## Activity
Exactly those lines that run from the one containing "# indicate x and y for each instance of the blue" through the last line of the entries below should be printed, and no others.

-- Available data follows --

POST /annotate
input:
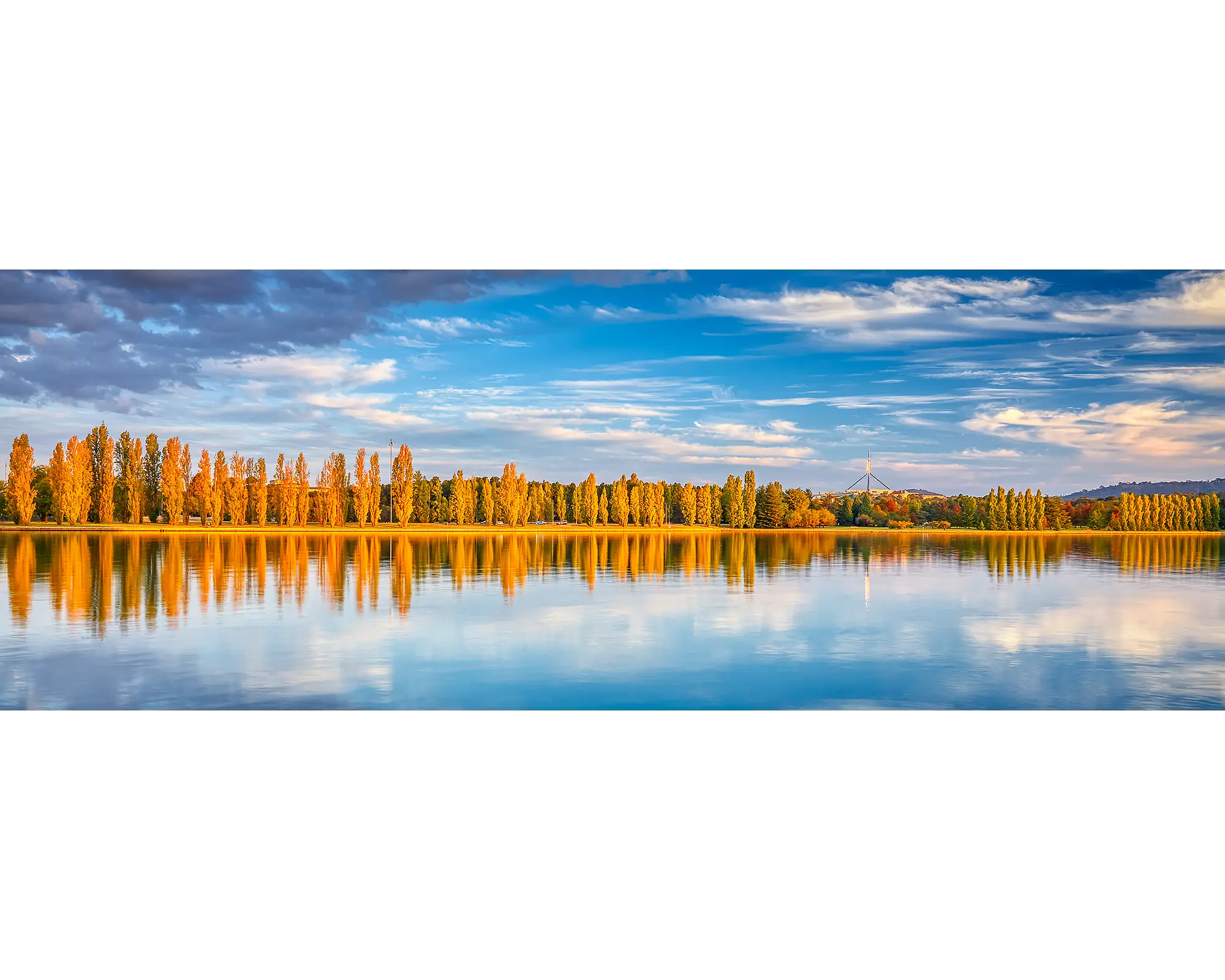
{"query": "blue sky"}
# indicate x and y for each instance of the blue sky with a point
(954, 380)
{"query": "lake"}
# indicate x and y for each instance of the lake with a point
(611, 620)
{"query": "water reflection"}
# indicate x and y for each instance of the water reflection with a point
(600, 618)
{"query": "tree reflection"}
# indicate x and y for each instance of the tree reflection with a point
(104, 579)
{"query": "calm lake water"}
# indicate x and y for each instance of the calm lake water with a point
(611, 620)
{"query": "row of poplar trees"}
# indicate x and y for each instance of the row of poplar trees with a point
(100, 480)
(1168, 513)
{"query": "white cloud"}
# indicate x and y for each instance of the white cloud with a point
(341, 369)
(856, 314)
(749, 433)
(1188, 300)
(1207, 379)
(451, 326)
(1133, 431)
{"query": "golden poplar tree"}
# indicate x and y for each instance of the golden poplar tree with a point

-- Available data concluded --

## Solution to this task
# indicate x and y for each instance of the blue sky with a point
(954, 380)
{"query": "lake"}
# indicate x and y for each instance of the lake with a point
(611, 620)
{"query": "water reflection"}
# indicate x and y for each instance of the water reflection with a point
(600, 618)
{"query": "tree reflection"}
# indicate x and y for each instance of the tree reflection with a point
(104, 579)
{"query": "calm lake water"}
# indicate x and y for each instance of the calm lake water with a point
(611, 620)
{"query": "row of poplar trees"}
# indicate x and y for each instance of the row of poplar trees with a point
(100, 480)
(1168, 513)
{"query": "white cloud"}
# indicate x and y for each instance of the white cloud with a point
(341, 369)
(856, 314)
(749, 433)
(1188, 300)
(1207, 379)
(451, 326)
(1133, 431)
{"query": "golden poplar tree"}
# indicate x and y for each instance of the golden poplar tree with a point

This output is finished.